INSTRUÇÕES:
1. Copie o trecho da entrevista que começa com as palavras que contêm "Summers: Precisamos incrementar" e termina com "agora haverá inflação?".
2. Prossiga com a entrevista sobre a crise econômica e os países emergentes a partir do ponto em que ela termina.

TEXTO DO EXERCÍCIO:
--
Summers: Será especialmente difícil para países como o Brasil, que tradicionalmente têm problemas, dívidas em moeda estrangeira, e que têm um histórico complicado em termos de inflação. O desafio macroeconômico será muito substancial em países como o Brasil. Estou decepcionado em não ver uma reação mais enfática do sistema global em termos de ajuda ao Brasil, com alocação de SDR [direitos especiais de saque] e perdão da dívida, o que eu suspeito que será necessário em algum momento.
Valor: Como deve ser esse auxílio do sistema global aos emergentes?
Summers: Precisamos incrementar a capacidade de concessão de empréstimos das instituições financeiras internacionais tradicionais, FMI, Banco Mundial, Banco de Desenvolvimento Interamericano, em um primeiro momento. Em segundo lugar, temos de garantir uma alocação substancial de SDR. Isso permitirá o aumento da liquidez em países que precisem suavizar suas despesas neste período. Em terceiro lugar, penso que vamos precisar de uma base para negociação com uma ampla gama de credores. Em particular, precisamos assegurar que o setor privado fará sua parte enquanto grande credor de diversos países.
Valor: Na crise de 2008, o afrouxamento monetário (“quantitative easing”) não trouxe inflação nos Estados Unidos. O senhor acredita que agora haverá inflação?
--
DADOS EXTRAÍDOS:
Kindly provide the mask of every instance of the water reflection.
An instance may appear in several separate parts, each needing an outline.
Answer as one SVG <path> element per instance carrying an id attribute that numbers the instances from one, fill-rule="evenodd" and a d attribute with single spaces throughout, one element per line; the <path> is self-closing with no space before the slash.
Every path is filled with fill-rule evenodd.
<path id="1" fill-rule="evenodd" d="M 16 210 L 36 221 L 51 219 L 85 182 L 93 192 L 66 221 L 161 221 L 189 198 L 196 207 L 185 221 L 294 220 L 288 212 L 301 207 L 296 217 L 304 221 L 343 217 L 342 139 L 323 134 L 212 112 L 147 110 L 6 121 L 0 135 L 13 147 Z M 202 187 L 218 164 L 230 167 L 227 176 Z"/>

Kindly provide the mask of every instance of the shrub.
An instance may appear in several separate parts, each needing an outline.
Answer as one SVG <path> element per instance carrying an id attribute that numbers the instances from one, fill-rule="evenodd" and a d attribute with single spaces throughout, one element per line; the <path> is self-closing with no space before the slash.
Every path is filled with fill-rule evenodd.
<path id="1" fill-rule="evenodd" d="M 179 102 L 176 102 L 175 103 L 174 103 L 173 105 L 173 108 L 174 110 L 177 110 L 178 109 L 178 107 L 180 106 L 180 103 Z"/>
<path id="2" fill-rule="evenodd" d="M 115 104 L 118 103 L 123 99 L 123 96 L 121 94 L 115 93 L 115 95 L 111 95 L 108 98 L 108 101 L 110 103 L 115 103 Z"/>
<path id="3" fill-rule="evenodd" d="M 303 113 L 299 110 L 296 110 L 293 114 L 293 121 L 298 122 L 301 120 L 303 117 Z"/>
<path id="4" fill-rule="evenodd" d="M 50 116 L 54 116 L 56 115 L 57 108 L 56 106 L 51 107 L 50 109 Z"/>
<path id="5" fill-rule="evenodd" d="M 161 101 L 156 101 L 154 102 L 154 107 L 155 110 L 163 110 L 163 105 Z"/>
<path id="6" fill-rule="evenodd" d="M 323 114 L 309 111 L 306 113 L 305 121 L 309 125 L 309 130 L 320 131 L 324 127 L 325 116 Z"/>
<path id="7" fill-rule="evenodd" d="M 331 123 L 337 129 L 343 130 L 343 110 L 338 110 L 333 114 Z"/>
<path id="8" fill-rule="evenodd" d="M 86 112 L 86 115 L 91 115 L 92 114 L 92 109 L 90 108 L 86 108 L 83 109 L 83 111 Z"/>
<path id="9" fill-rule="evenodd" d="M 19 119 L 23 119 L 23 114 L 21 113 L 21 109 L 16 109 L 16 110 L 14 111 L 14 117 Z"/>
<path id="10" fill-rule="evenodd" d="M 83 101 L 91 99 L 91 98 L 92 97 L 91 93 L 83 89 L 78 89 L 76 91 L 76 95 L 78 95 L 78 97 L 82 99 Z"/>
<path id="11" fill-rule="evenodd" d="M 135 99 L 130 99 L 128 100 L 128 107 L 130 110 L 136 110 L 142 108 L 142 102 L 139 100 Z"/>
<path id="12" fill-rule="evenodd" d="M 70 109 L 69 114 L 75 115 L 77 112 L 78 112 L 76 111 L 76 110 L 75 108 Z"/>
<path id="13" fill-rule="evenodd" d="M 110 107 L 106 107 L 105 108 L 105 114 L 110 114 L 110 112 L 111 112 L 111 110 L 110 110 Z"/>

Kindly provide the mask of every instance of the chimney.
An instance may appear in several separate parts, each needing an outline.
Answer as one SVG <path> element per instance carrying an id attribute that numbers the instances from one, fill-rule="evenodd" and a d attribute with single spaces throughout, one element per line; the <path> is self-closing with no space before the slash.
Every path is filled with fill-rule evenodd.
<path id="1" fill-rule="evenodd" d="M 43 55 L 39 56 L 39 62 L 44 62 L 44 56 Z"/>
--
RESPOSTAS EM ORDEM:
1.
Summers: Precisamos incrementar a capacidade de concessão de empréstimos das instituições financeiras internacionais tradicionais, FMI, Banco Mundial, Banco de Desenvolvimento Interamericano, em um primeiro momento. Em segundo lugar, temos de garantir uma alocação substancial de SDR. Isso permitirá o aumento da liquidez em países que precisem suavizar suas despesas neste período. Em terceiro lugar, penso que vamos precisar de uma base para negociação com uma ampla gama de credores. Em particular, precisamos assegurar que o setor privado fará sua parte enquanto grande credor de diversos países.
Valor: Na crise de 2008, o afrouxamento monetário (“quantitative easing”) não trouxe inflação nos Estados Unidos. O senhor acredita que agora haverá inflação?

2.
Summers: Certamente, acredito que, dado o legado da dívida que foi assumida, é mais provável que haja inflação. Por outro lado, não acho que seja inevitável, dado o nível baixíssimo das taxas reais de juros e dada o substancial aumento da incerteza, que tende a reduzir a propensão ao investimento. Diria que estou mais preocupado com a inflação do que normalmente estaria, mas ainda não posso prever com certeza que haverá inflação significativa.
Valor: O senhor ajudou os Estados Unidos a atravessarem várias crises econômicas no passado. Como este choque se compara aos anteriores?
Summers: Esta crise decorre de um fenômeno natural, e não de política local equivocada. No passado, as crises na América Latina em geral tiveram como causa fundamental políticas equivocadas dentro da própria América Latina, que por sua vez tiveram como causa a política econômica. Acho que isto não se aplica à crise atual. Alguns países estão se saindo melhor, outros estão se saindo pior, mas o evento definidor, neste caso, é a pandemia. Por isso, acho que uma resposta mais global, e mais generosamente global, é mais apropriada nesta crise do que em crises passadas. Mas, como você sabe, não há como ajudar quem não ajuda a si mesmo. Assim, ajustes dolorosos terão de ser feitos em países importantes da América Latina.
Valor: Como será a resposta dos americanos à crise nas próximas eleições?
Summers: A maioria dos analistas diria que a eleição do ex-vice-presidente Biden é mais provável do que a reeleição do presidente Trump. Dados históricos sugerem que, certo ou errado, o eleitorado reage a mudanças na economia, e decerto a economia terá piorado bastante nos nove meses anteriores à eleição de novembro. E acho que não se pode afirmar em termos objetivos que o presidente e seu governo tenham feito um bom trabalho de contenção desta crise.
Valor: O senhor já afirmou que uma nova Guerra Fria entre Estados Unidos e China o preocupa. Por quê?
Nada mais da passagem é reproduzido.